WHAT IS ASKED
Please copy the following items line for line, with no changes.

##### EXERCISE DATA

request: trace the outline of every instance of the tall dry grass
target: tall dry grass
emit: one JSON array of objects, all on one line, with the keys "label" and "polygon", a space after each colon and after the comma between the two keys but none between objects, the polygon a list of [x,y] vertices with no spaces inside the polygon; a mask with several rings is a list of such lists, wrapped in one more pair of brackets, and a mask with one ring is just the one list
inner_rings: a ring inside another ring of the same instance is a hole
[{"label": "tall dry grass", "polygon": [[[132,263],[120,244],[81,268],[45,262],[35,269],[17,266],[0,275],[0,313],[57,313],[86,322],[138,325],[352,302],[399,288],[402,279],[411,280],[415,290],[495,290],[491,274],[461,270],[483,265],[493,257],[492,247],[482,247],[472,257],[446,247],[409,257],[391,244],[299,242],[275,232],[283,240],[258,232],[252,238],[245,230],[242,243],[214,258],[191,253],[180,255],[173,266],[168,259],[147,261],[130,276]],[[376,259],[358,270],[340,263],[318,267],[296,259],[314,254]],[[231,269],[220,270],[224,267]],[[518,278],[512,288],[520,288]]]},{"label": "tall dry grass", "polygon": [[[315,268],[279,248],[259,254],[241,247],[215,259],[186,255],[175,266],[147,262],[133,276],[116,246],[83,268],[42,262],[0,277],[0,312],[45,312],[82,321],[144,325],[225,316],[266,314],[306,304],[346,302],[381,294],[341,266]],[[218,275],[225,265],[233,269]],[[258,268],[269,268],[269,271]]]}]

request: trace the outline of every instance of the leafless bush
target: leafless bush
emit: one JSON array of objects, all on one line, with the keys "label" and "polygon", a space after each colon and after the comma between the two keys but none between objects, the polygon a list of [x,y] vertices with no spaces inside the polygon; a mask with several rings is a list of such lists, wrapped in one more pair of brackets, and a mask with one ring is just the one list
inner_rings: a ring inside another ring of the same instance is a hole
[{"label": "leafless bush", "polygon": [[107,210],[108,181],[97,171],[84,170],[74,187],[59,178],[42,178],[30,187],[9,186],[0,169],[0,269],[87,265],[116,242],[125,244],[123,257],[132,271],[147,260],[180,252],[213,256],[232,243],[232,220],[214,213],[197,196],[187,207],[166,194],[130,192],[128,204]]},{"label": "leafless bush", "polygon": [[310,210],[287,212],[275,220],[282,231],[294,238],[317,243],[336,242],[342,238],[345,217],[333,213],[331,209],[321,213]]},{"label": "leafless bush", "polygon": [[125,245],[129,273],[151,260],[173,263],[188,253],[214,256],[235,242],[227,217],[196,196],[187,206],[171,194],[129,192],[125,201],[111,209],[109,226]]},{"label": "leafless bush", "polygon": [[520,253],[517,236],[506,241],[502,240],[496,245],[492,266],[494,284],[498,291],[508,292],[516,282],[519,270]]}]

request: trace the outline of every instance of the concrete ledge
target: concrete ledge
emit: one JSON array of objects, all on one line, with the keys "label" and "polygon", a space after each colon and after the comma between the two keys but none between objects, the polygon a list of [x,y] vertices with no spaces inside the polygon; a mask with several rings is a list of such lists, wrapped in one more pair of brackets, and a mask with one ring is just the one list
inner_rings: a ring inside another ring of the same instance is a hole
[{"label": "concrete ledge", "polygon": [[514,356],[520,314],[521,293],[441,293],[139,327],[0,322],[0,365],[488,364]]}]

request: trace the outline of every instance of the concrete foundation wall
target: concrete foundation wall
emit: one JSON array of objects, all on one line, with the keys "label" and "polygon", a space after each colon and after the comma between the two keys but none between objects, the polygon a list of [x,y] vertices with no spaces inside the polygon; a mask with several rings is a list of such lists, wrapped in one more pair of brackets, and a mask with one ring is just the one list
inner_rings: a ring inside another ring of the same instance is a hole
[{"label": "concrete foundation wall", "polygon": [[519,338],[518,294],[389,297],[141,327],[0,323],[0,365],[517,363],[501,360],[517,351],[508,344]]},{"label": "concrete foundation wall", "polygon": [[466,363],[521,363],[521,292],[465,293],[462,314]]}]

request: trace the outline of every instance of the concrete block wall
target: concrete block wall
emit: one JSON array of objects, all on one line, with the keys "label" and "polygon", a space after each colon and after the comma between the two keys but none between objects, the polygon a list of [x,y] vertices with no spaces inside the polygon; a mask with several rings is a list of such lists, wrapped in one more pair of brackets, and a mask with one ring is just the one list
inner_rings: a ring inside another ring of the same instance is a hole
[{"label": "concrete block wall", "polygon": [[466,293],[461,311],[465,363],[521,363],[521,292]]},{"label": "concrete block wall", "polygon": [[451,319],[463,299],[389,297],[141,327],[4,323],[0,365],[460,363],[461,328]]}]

##########

EXERCISE RESULT
request: trace the outline of every instance of the tall dry grass
target: tall dry grass
emit: one JSON array of objects, all on one line, with the keys "label" and "polygon", a space after each colon and after the comma between the two keys but none between objects, the polygon a list of [x,y] vertices with no spaces inside the polygon; a mask with several rings is a list of such lists, wrapped in one more pair of brackets, and a mask with one ring is just the one list
inner_rings: a ring inside another ring of the same instance is a hole
[{"label": "tall dry grass", "polygon": [[[132,263],[120,244],[81,268],[45,262],[35,269],[17,266],[0,275],[0,313],[57,313],[86,322],[138,325],[352,302],[399,288],[402,279],[411,280],[415,290],[495,290],[491,274],[461,270],[483,265],[493,257],[492,247],[482,247],[472,257],[446,247],[409,257],[391,244],[299,242],[275,232],[283,240],[258,232],[252,238],[245,230],[242,243],[214,258],[191,253],[180,255],[173,266],[168,259],[147,261],[130,276]],[[376,259],[358,270],[340,263],[318,267],[296,259],[314,254]],[[231,269],[220,270],[224,267]],[[518,278],[512,288],[520,288]]]},{"label": "tall dry grass", "polygon": [[[315,268],[279,248],[259,254],[241,247],[215,259],[186,255],[175,266],[147,262],[133,276],[116,246],[83,268],[42,262],[0,277],[0,312],[45,312],[82,321],[144,325],[225,316],[266,314],[306,304],[346,302],[381,294],[341,266]],[[218,275],[225,265],[233,269]],[[258,268],[269,268],[269,271]]]}]

request: trace the outline of every instance of the leafless bush
target: leafless bush
emit: one JSON array of objects, all on one line, with the keys "label" and "polygon", a space after each colon and after the comma between the two keys but none between objects, the polygon a list of [x,y] vertices with no spaces inside the polygon; a mask with several rings is a list of such lists, wrapped in one more pair of brackets, and a mask with one ring is just the one list
inner_rings: a ring inside another ring of the same instance is a hole
[{"label": "leafless bush", "polygon": [[107,210],[108,181],[97,171],[84,170],[74,187],[59,178],[42,178],[30,187],[9,186],[0,169],[0,269],[87,265],[116,242],[125,244],[123,257],[132,271],[147,260],[180,252],[213,256],[232,243],[232,220],[214,213],[197,196],[187,207],[166,194],[130,192],[128,204]]},{"label": "leafless bush", "polygon": [[310,210],[287,212],[275,220],[282,231],[294,238],[317,243],[336,242],[342,238],[345,217],[333,213],[331,209],[321,213]]},{"label": "leafless bush", "polygon": [[125,245],[129,273],[151,260],[173,263],[188,253],[214,256],[235,242],[227,217],[196,196],[187,206],[171,194],[129,192],[125,201],[111,209],[109,226]]},{"label": "leafless bush", "polygon": [[520,253],[517,236],[506,241],[502,240],[496,245],[492,266],[494,284],[498,291],[508,292],[516,282],[519,270]]}]

request: trace the outline of every instance of the concrete ledge
target: concrete ledge
emit: one JSON array of objects, all on one line, with the keys "label" and "polygon", a space after each colon and after the comma between the two keys but none between objects, the polygon a list of [x,y] vertices with no spaces inside the polygon; a mask with several rings is a list of such lists, wrapped in one more pair of brackets, and a mask with one ring is just the one list
inner_rings: a ring inside another ring of the same instance is a hole
[{"label": "concrete ledge", "polygon": [[514,356],[520,314],[521,293],[441,293],[139,327],[0,322],[0,365],[488,364]]}]

request: trace the outline of every instance of the concrete foundation wall
target: concrete foundation wall
emit: one JSON array of objects, all on one line, with the keys "label" and "polygon", a space after each colon and after the comma between the two keys but none between objects, the polygon a list of [x,y] vertices with no spaces inside the polygon; a mask with several rings is a list of such lists, wrapped in one more pair of brackets, and a mask with one ring is just the one list
inner_rings: a ring inside another ring of the same instance is a hole
[{"label": "concrete foundation wall", "polygon": [[519,338],[518,294],[389,297],[141,327],[0,323],[0,365],[517,363],[501,360],[517,351],[508,344]]},{"label": "concrete foundation wall", "polygon": [[466,363],[521,363],[521,292],[465,293],[462,314]]}]

request: trace the outline of every instance of the concrete block wall
target: concrete block wall
emit: one JSON array of objects, all on one line, with the keys "label" and "polygon", a space after each colon and after the comma between the two keys but none between objects, the polygon a list of [x,y] vertices with no spaces inside the polygon; a mask with several rings is a list of such lists, wrapped in one more pair of brackets, and a mask with one ring is just the one list
inner_rings: a ring inside another ring of the same instance is a hole
[{"label": "concrete block wall", "polygon": [[466,293],[461,311],[465,363],[521,363],[521,292]]},{"label": "concrete block wall", "polygon": [[451,319],[463,299],[389,297],[141,327],[4,323],[0,365],[460,363],[461,328]]}]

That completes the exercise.